* [WORK TO BE COMPLETED] Please print all of the entries, matching them exactly.

[Point localization data]
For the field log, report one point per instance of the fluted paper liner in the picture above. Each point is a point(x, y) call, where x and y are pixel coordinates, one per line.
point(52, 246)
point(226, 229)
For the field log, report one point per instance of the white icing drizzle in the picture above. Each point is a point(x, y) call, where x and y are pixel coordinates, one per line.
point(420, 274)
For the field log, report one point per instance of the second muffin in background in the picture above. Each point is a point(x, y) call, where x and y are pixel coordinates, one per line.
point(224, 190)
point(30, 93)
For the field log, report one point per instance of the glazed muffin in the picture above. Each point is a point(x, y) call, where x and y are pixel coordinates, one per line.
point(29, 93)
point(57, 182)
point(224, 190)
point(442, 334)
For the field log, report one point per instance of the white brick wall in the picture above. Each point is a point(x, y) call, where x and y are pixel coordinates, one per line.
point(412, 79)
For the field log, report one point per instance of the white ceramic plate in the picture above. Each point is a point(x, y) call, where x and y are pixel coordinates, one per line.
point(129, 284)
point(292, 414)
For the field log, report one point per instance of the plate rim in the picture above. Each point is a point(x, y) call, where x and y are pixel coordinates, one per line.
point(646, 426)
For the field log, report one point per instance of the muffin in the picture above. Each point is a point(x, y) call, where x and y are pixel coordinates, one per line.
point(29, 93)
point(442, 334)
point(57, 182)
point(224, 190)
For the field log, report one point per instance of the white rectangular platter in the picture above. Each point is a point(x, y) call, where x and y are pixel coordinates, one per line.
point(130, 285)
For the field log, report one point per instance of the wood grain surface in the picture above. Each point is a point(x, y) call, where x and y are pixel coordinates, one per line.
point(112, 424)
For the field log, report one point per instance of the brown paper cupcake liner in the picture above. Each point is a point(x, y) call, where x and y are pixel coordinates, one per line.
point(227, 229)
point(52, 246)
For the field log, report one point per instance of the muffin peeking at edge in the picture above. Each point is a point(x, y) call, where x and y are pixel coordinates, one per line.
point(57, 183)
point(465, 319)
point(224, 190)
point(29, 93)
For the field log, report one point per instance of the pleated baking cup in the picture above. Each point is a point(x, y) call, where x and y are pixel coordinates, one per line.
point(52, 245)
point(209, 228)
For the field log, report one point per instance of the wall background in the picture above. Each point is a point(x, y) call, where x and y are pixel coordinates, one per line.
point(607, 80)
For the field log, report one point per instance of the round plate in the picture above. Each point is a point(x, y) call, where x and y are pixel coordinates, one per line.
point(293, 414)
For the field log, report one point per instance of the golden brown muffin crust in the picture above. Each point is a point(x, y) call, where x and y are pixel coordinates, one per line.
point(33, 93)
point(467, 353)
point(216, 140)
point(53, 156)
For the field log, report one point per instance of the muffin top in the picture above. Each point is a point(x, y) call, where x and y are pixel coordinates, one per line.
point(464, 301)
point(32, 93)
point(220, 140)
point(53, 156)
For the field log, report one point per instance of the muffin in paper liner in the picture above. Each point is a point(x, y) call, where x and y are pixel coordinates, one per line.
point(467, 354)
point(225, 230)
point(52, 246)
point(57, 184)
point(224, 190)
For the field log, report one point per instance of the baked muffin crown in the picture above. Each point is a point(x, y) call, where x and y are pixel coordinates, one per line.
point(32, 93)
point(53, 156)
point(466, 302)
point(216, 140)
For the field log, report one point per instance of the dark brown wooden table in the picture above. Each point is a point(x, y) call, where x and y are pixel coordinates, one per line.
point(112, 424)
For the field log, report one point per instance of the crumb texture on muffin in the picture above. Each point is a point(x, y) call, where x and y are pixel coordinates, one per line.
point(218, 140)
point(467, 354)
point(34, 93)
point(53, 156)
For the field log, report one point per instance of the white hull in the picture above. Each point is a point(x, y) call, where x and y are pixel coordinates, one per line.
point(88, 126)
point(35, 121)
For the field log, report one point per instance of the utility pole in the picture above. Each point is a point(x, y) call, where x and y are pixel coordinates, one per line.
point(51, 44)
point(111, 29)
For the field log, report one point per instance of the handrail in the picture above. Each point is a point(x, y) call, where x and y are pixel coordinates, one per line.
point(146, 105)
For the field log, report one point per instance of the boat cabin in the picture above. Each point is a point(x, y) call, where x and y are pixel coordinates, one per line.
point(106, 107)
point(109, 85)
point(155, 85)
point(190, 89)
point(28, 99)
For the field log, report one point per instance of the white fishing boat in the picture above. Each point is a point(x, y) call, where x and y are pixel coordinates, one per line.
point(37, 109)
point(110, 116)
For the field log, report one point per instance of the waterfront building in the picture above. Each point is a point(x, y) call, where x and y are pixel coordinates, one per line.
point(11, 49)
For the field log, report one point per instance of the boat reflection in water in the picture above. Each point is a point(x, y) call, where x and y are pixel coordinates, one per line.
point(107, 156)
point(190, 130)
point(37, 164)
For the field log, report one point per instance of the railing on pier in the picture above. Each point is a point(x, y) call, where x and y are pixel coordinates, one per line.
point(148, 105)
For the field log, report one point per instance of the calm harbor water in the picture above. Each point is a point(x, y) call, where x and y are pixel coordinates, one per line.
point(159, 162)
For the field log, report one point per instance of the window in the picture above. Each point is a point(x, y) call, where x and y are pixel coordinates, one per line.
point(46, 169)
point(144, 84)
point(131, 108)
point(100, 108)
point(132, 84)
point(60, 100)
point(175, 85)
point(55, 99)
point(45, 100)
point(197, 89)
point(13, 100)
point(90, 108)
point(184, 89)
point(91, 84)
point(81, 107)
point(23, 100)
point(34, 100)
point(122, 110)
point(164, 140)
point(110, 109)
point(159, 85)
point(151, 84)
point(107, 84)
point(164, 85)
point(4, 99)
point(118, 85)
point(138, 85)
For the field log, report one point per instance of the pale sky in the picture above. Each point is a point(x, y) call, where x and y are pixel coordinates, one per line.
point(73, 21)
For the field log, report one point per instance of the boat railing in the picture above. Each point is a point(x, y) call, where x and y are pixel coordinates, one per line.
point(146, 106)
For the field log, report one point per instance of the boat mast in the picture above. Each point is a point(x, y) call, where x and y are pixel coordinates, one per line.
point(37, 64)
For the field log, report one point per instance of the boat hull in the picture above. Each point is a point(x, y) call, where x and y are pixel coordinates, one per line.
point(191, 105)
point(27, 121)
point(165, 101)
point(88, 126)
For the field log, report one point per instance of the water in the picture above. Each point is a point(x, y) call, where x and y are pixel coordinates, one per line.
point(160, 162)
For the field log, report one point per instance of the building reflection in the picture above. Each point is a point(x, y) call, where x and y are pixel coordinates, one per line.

* [RESPONSE BOX]
For the field log, report one point per instance of the fluted paper liner in the picture above. Each point is a point(x, y) call, where x and y are pixel coordinates, one per line.
point(52, 246)
point(226, 229)
For the field log, report one point per instance of the white icing drizzle in the picture above. Each point is a point(x, y) call, where x and y are pixel coordinates, one per line.
point(420, 274)
For the field log, report one point per instance of the second muffin in background in the picture above. Each point is a point(x, y) call, where x and y are pixel coordinates, one per line.
point(224, 190)
point(30, 93)
For the field log, report one point per instance of the glazed muffin in the picture above. Each point is a point(x, y) call, where x and y are pixel coordinates, one per line.
point(29, 93)
point(57, 182)
point(224, 190)
point(442, 334)
For the field log, report one point per instance of the white brick wall in the picture above. Each point is a point(x, y) call, where x and y are pixel coordinates, one per line.
point(412, 79)
For the field log, report one point per instance of the white ceramic plate in the picture above. Each point is a point(x, y) call, where x and y are pixel coordinates, one per line.
point(129, 284)
point(292, 414)
For the field log, report one point per instance of the plate rim in the picture above. Each point is a point(x, y) call, where x and y are pixel coordinates, one per line.
point(646, 426)
For the field log, report one point per instance of the muffin in the picture above. Each point is a point(x, y) call, where x and y are pixel coordinates, one per line.
point(29, 93)
point(442, 334)
point(57, 182)
point(224, 190)
For the field log, report one point per instance of the white rectangular platter in the picture above. Each point is a point(x, y) call, where x and y are pixel coordinates, one per line.
point(130, 285)
For the field log, report one point per instance of the wood grain surface in the picture above. Each point is a point(x, y) call, where x and y are pixel coordinates, one per line.
point(112, 424)
For the field log, report one point per instance of the brown paper cupcake liner in the picture above. Each point is a point(x, y) call, where x and y are pixel coordinates, one per line.
point(227, 229)
point(52, 246)
For the field log, report one point per instance of the muffin peeking at edge in the picture above. Each point is a point(x, y) call, where x and y are pixel coordinates, one per line.
point(57, 183)
point(465, 319)
point(224, 190)
point(29, 93)
For the field log, report one point per instance of the pleated baking cup in the picture above. Each point is a point(x, y) call, where x and y are pixel coordinates, one per line.
point(52, 245)
point(209, 228)
For the field log, report one point per instance of the wall background in the picture above. Each point is a point(x, y) call, where x and y are pixel coordinates, one per line.
point(607, 80)
For the field log, report one point per instance of the round plate in the picture above. Each point is a point(x, y) call, where x and y are pixel coordinates, one per line.
point(293, 414)
For the field log, report one point per instance of the golden brown muffin crust in the picture above. Each point is a point(x, y) call, where x and y are pixel coordinates, one per line.
point(33, 93)
point(467, 353)
point(216, 140)
point(53, 156)
For the field log, report one point per instance of the muffin top in the picture above. Each point is a point(x, y) call, where x and y are pixel coordinates, one per line.
point(464, 301)
point(32, 93)
point(220, 140)
point(53, 156)
For the field log, report one point per instance of the muffin in paper liner in the picture above. Each point is a point(x, y) call, where x and y are pixel coordinates, one per line.
point(467, 354)
point(225, 230)
point(52, 246)
point(57, 184)
point(224, 190)
For the field log, report one point per instance of the baked muffin crown in the picture above. Each point is a point(x, y) call, where x and y are pixel coordinates, one per line.
point(32, 93)
point(53, 156)
point(466, 302)
point(216, 140)
For the field log, report one point per instance of the dark brown wooden table in the picture above. Each point is a point(x, y) call, where x and y are pixel coordinates, one per line.
point(112, 424)
For the field log, report one point per instance of the crumb texture on muffin in the picture above. Each point is a point(x, y) call, where x and y are pixel coordinates, one per line.
point(218, 140)
point(467, 354)
point(34, 93)
point(53, 156)
For the field log, report one point per instance of the white hull in the picture above. Each point is a point(x, y) call, where x and y are pixel coordinates, one per line.
point(88, 126)
point(35, 121)
For the field log, report one point per instance of the utility pole in the picture above. Each point is a point(x, y) call, where x and y are pixel coordinates, one per line.
point(51, 44)
point(111, 29)
For the field log, report one point per instance of the handrail in the picture above. Each point is a point(x, y) call, where x and y are pixel coordinates, one per line.
point(146, 105)
For the field log, report one point per instance of the boat cabin in the picture above. Each point is a point(x, y) call, where x and y are pixel coordinates, one per line.
point(106, 107)
point(109, 85)
point(155, 85)
point(190, 89)
point(28, 99)
For the field log, report one point per instance of the white fishing boat in the picture above. Each point is a point(x, y) call, where x and y are pixel coordinates, one per line.
point(37, 109)
point(110, 116)
For the field log, report one point per instance of the waterfront building in the picture above. Each point is a point(x, y) call, where x and y are pixel coordinates, one per line.
point(11, 49)
For the field log, report one point per instance of the boat reflection in water in the picture above. Each point is a point(x, y) call, where x and y are pixel coordinates, one per line.
point(107, 156)
point(190, 130)
point(37, 164)
For the field log, report one point per instance of the railing on pier in the picture above. Each point is a point(x, y) call, where x and y are pixel coordinates, one per line.
point(148, 105)
For the field log, report one point per instance of the calm harbor water in the picture above. Each point is a point(x, y) call, where x and y are pixel coordinates, one per line.
point(159, 162)
For the field log, report one point per instance of the window in the picture above. Each point is a point(x, y) call, where x and y are pixel coordinates, one per line.
point(46, 169)
point(144, 84)
point(131, 108)
point(100, 108)
point(132, 84)
point(60, 100)
point(175, 85)
point(55, 99)
point(45, 100)
point(197, 89)
point(13, 100)
point(90, 108)
point(184, 89)
point(91, 84)
point(81, 107)
point(23, 100)
point(34, 100)
point(122, 110)
point(164, 140)
point(110, 109)
point(159, 85)
point(151, 84)
point(107, 84)
point(164, 85)
point(4, 99)
point(118, 85)
point(138, 85)
For the field log, report one point per instance of the pale sky in the picture above. Each point is a point(x, y) call, where x and y are pixel coordinates, one per line.
point(73, 21)
For the field log, report one point per instance of the boat railing in the picture above. Each point is a point(x, y) call, where x and y are pixel coordinates, one per line.
point(146, 106)
For the field log, report one point per instance of the boat mast in the picture above. Each point is a point(x, y) call, where x and y are pixel coordinates, one per line.
point(37, 64)
For the field log, report one point per instance of the boat hull in the picture above. Each point is a point(x, y) call, where x and y are pixel coordinates, one per line.
point(191, 105)
point(27, 121)
point(165, 101)
point(88, 126)
For the field log, report one point per instance of the water in the picture above. Each point is a point(x, y) call, where x and y are pixel coordinates, one per line.
point(160, 162)
For the field log, report one point per instance of the building reflection in the picture above. Each point is a point(x, y) call, where x and y are pixel coordinates, one per line.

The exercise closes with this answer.